Convert the entries below, from the line containing "If you could mark the ribbed" through the end of the entries, into a JSON list of strings with one string per line, omitting any blank lines.
★ ★ ★ ★ ★ ★ ★
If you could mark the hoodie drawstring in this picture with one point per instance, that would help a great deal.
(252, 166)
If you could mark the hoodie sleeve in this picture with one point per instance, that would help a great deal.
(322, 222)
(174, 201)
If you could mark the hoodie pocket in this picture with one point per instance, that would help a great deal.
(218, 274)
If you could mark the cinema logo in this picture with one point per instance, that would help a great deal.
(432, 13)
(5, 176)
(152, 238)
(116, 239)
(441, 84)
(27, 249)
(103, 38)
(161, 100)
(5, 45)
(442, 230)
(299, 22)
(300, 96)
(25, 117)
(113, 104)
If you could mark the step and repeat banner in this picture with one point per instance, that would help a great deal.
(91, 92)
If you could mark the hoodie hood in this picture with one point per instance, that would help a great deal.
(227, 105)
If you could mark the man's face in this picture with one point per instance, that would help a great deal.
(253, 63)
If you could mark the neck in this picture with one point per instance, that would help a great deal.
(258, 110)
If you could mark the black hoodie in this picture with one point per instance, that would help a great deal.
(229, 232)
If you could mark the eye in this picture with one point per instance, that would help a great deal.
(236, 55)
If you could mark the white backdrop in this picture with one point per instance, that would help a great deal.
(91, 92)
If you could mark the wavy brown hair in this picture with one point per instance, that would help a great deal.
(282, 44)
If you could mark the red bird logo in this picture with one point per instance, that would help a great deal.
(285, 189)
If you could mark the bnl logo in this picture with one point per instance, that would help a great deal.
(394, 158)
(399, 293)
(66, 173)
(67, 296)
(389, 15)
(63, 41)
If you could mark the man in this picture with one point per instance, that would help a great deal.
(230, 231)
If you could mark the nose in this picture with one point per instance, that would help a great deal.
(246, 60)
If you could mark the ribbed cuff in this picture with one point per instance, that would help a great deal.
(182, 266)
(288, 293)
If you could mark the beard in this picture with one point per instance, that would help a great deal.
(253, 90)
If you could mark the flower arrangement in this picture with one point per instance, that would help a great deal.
★ ★ ★ ★ ★ ★ ★
ANSWER BELOW:
[
  "If you could mark the ribbed cuff in this picture with one point per instance, that would help a great deal.",
  "(182, 266)",
  "(288, 293)",
  "If you could mark the beard in this picture with one point per instance, that would help a great deal.",
  "(253, 90)",
  "If you could mark the flower arrangement in this picture with one point per instance, that would help a great deal."
]